▸ **DATASET CONTENT**
----

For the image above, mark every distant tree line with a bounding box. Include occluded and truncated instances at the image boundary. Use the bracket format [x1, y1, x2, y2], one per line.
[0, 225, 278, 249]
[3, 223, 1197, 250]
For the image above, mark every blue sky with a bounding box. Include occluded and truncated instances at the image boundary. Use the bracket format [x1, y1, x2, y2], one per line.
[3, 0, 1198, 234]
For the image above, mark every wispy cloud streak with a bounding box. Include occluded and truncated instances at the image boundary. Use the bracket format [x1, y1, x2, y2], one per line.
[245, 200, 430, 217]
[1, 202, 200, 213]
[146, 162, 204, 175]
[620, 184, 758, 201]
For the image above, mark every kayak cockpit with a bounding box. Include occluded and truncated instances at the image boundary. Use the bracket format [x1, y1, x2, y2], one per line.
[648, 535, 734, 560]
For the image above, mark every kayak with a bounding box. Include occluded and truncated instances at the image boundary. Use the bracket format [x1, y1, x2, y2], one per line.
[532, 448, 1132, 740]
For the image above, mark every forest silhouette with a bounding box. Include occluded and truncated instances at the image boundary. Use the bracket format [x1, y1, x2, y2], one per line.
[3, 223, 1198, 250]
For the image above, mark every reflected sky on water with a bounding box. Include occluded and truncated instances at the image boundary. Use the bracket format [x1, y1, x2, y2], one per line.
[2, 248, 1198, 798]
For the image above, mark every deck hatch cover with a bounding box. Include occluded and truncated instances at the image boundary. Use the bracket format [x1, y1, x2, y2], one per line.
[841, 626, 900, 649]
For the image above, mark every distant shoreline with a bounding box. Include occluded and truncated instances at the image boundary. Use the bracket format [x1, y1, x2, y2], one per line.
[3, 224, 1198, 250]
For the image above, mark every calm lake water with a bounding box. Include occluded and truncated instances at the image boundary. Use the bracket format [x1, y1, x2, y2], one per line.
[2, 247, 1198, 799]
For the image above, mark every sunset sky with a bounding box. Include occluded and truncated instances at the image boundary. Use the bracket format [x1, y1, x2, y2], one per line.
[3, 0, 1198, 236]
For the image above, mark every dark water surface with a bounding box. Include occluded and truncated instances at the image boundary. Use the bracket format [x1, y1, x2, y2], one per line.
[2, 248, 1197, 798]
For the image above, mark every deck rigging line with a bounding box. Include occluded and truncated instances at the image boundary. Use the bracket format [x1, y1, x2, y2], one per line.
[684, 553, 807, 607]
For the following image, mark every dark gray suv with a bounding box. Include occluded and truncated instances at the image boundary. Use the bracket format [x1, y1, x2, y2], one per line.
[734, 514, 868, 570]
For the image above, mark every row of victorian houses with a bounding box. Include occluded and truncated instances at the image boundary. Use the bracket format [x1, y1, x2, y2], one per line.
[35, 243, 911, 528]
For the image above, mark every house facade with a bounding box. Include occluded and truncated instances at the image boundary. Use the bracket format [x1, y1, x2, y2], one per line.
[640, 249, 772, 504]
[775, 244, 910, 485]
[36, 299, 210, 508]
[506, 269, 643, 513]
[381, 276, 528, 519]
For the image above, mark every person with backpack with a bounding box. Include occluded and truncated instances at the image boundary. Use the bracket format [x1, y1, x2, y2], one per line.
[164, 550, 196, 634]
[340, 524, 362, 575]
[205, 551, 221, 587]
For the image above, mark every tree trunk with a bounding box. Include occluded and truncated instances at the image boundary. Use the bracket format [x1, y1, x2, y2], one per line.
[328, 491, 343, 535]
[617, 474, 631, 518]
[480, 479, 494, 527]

----

▸ **REQUIREMENT**
Using the entries above, give again each line from the one containing "For the image above, mark every sunset" through the last line, exactly and only those.

▸ **ANSWER SECTION**
For the image above, mark every sunset sky with a bounding box. Include occluded and truncated instances at the image boundary. Use the bracket format [x1, y1, x2, y2], one per line.
[3, 0, 1198, 236]
For the image above, mark every dark water surface with a bounding box. Include occluded and truncated instances at the image boundary. Use the bracket format [x1, y1, x2, y2], one per line.
[2, 248, 1197, 798]
For the image above, mark every deck rigging line with a bounding box. Include occluded and truncated instances at the image boundary. Use the bracket format [x1, y1, x2, y2], one per line.
[684, 553, 807, 607]
For the following image, mark every dark gray suv with a bounding box. Include occluded and truncated instances at the image boundary. Use the bracket format [x1, y1, x2, y2], one per line.
[734, 514, 868, 570]
For the image above, mark every row of victorian houses with a bounding box. Include occluded and truncated instances at the image boundary. Use the bracket format [x1, y1, x2, y2], one per line.
[35, 243, 911, 528]
For the image above, mark every house facade with a bounding box. Include occluded and truncated instances at the image boundary. Use the bracket format [x1, y1, x2, y2], one per line.
[640, 249, 772, 504]
[775, 244, 910, 485]
[36, 299, 210, 508]
[506, 269, 643, 513]
[381, 276, 528, 519]
For the image above, mark every person with backpack with a bounding box. Include occluded and truncated instances at the image boundary. Use the bracket format [x1, y1, x2, y2], one per line.
[164, 550, 196, 634]
[340, 524, 362, 575]
[205, 551, 221, 587]
For the image above, mark every tree trunk with a bounding box. Include occluded and truncated instances at the image boundary. Use the bracket format [x1, y1, x2, y2], one per line.
[328, 491, 343, 535]
[617, 474, 631, 518]
[480, 479, 494, 527]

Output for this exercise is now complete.